■ DATASET RECORDS
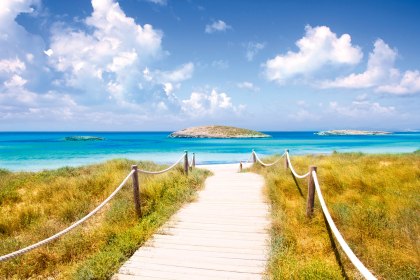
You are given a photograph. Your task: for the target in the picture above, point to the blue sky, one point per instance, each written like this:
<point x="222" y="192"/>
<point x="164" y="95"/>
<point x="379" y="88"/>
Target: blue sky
<point x="166" y="64"/>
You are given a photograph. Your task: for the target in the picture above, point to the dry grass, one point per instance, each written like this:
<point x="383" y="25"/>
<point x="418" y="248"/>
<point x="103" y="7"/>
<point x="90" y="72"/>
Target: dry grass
<point x="375" y="203"/>
<point x="34" y="206"/>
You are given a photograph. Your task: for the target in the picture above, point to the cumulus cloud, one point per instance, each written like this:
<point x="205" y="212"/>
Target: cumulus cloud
<point x="252" y="48"/>
<point x="408" y="84"/>
<point x="361" y="109"/>
<point x="248" y="86"/>
<point x="108" y="58"/>
<point x="319" y="47"/>
<point x="204" y="104"/>
<point x="217" y="26"/>
<point x="12" y="65"/>
<point x="379" y="69"/>
<point x="158" y="2"/>
<point x="220" y="64"/>
<point x="380" y="74"/>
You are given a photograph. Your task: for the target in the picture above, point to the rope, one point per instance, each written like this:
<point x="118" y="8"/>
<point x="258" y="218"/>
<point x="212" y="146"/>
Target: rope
<point x="356" y="262"/>
<point x="57" y="235"/>
<point x="293" y="171"/>
<point x="267" y="164"/>
<point x="162" y="171"/>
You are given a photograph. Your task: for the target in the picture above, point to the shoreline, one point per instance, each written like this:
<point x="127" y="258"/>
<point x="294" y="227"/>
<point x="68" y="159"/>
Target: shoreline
<point x="206" y="159"/>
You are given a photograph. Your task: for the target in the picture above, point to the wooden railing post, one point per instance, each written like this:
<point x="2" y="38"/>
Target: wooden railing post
<point x="186" y="163"/>
<point x="136" y="191"/>
<point x="311" y="193"/>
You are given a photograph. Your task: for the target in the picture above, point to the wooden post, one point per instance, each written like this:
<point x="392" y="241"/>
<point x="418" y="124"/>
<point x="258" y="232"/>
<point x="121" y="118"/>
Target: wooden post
<point x="136" y="191"/>
<point x="186" y="163"/>
<point x="311" y="193"/>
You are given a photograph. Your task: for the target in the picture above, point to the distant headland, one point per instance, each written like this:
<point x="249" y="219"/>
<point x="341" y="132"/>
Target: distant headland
<point x="217" y="131"/>
<point x="351" y="132"/>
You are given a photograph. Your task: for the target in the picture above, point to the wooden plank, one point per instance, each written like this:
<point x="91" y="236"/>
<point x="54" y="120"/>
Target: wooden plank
<point x="186" y="272"/>
<point x="154" y="251"/>
<point x="221" y="235"/>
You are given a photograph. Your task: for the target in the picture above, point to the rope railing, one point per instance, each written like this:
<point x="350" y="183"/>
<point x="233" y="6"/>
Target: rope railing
<point x="134" y="173"/>
<point x="353" y="258"/>
<point x="313" y="185"/>
<point x="73" y="226"/>
<point x="293" y="170"/>
<point x="161" y="171"/>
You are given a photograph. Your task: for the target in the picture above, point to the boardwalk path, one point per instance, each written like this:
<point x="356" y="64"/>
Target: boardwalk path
<point x="222" y="235"/>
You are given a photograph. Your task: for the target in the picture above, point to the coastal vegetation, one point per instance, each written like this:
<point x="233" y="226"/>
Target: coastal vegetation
<point x="217" y="131"/>
<point x="374" y="201"/>
<point x="34" y="206"/>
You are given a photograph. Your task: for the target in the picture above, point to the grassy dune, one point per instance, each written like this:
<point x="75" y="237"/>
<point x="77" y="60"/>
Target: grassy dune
<point x="34" y="206"/>
<point x="375" y="203"/>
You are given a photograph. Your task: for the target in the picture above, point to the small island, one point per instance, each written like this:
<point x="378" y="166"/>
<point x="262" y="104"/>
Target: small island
<point x="217" y="131"/>
<point x="351" y="132"/>
<point x="83" y="138"/>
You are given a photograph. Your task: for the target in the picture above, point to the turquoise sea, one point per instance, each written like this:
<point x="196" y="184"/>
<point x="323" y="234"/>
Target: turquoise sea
<point x="47" y="150"/>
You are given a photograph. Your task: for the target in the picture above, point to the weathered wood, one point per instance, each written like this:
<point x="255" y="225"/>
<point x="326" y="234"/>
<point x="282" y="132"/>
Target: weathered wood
<point x="186" y="165"/>
<point x="136" y="191"/>
<point x="311" y="192"/>
<point x="224" y="234"/>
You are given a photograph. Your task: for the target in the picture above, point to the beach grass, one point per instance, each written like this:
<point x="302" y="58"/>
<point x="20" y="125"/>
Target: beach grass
<point x="375" y="203"/>
<point x="36" y="205"/>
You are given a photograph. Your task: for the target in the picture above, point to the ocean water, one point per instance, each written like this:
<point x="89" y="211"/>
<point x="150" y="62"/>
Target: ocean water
<point x="33" y="151"/>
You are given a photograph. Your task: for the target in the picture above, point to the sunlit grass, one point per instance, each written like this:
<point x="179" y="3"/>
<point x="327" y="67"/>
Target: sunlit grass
<point x="34" y="206"/>
<point x="375" y="203"/>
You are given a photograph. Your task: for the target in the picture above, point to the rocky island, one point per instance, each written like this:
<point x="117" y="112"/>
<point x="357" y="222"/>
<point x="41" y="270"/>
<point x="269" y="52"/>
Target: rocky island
<point x="217" y="131"/>
<point x="83" y="138"/>
<point x="351" y="132"/>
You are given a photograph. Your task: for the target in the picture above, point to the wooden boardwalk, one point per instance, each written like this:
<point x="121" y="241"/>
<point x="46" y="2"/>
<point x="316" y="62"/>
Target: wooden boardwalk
<point x="222" y="235"/>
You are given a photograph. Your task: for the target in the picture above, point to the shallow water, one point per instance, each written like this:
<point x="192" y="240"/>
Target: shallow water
<point x="47" y="150"/>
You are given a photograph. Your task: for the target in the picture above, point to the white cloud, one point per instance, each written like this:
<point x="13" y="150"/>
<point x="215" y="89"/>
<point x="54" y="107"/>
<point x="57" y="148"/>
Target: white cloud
<point x="409" y="83"/>
<point x="361" y="109"/>
<point x="158" y="2"/>
<point x="252" y="48"/>
<point x="379" y="69"/>
<point x="203" y="104"/>
<point x="217" y="26"/>
<point x="180" y="74"/>
<point x="49" y="52"/>
<point x="248" y="86"/>
<point x="380" y="74"/>
<point x="12" y="66"/>
<point x="319" y="47"/>
<point x="107" y="59"/>
<point x="221" y="64"/>
<point x="15" y="81"/>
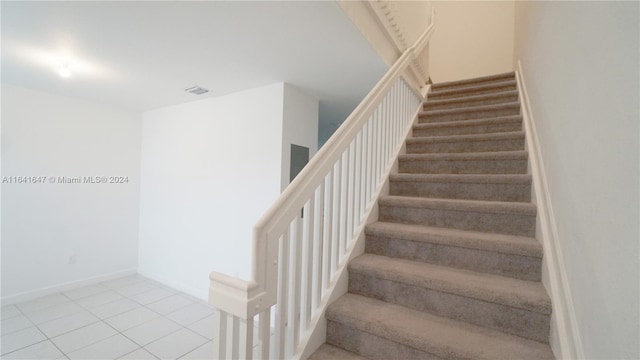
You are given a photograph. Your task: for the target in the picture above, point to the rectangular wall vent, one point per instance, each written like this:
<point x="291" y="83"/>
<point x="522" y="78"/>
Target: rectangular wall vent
<point x="196" y="90"/>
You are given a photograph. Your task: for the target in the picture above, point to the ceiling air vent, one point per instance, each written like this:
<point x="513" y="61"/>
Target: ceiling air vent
<point x="196" y="90"/>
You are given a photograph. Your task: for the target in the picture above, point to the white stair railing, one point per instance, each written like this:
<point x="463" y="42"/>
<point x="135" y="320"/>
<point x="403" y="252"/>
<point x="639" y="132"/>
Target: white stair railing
<point x="304" y="240"/>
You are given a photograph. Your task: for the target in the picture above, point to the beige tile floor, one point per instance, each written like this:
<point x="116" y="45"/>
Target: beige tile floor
<point x="127" y="318"/>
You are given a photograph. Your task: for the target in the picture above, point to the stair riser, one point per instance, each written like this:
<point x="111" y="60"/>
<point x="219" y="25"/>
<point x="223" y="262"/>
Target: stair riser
<point x="468" y="130"/>
<point x="466" y="146"/>
<point x="512" y="224"/>
<point x="449" y="190"/>
<point x="371" y="346"/>
<point x="527" y="324"/>
<point x="509" y="265"/>
<point x="462" y="104"/>
<point x="479" y="114"/>
<point x="476" y="166"/>
<point x="473" y="82"/>
<point x="446" y="94"/>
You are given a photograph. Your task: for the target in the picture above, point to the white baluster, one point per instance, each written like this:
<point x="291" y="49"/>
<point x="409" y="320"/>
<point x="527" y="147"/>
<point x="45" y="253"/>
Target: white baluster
<point x="335" y="234"/>
<point x="264" y="333"/>
<point x="316" y="291"/>
<point x="326" y="231"/>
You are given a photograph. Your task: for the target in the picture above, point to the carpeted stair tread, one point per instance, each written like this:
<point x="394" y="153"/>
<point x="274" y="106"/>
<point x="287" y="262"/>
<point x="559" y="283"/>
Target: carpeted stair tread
<point x="475" y="89"/>
<point x="473" y="110"/>
<point x="466" y="137"/>
<point x="494" y="207"/>
<point x="500" y="187"/>
<point x="506" y="244"/>
<point x="466" y="82"/>
<point x="463" y="178"/>
<point x="472" y="100"/>
<point x="520" y="294"/>
<point x="494" y="155"/>
<point x="330" y="352"/>
<point x="478" y="126"/>
<point x="437" y="336"/>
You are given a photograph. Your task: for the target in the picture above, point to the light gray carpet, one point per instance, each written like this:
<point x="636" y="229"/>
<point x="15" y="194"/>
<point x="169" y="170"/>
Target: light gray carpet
<point x="451" y="269"/>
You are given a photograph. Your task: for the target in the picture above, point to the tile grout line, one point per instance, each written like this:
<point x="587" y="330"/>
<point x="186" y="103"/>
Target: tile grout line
<point x="172" y="292"/>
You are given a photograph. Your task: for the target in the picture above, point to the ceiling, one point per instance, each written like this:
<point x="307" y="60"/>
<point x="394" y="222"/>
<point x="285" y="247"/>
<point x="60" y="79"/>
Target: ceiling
<point x="142" y="55"/>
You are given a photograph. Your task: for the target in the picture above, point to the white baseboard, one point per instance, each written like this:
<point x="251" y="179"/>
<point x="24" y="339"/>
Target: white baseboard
<point x="565" y="338"/>
<point x="34" y="294"/>
<point x="202" y="295"/>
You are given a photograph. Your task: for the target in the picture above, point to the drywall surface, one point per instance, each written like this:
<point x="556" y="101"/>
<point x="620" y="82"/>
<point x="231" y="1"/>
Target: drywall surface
<point x="209" y="170"/>
<point x="471" y="39"/>
<point x="300" y="126"/>
<point x="580" y="61"/>
<point x="55" y="234"/>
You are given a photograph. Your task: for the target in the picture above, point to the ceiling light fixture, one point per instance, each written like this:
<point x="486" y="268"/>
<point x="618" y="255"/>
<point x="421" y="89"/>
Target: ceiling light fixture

■ GIVEN INSTRUCTION
Repeat word for word each line from the one with "to the drywall" to the end of the records above, inclusive.

■ CORRECT OUTPUT
You are given a photograph. Your task: for the target in the picture above, point to the drywall surface, one point per instance, each written like this:
<point x="556" y="101"/>
<point x="620" y="82"/>
<point x="231" y="1"/>
Target: drywall surface
<point x="209" y="170"/>
<point x="471" y="39"/>
<point x="300" y="126"/>
<point x="580" y="61"/>
<point x="55" y="234"/>
You are given a photograph. Your task: for the target in the picture above, point to the ceiling light fixture, one point per instance, each written like this:
<point x="486" y="268"/>
<point x="618" y="255"/>
<point x="421" y="89"/>
Target: ceiling light fixture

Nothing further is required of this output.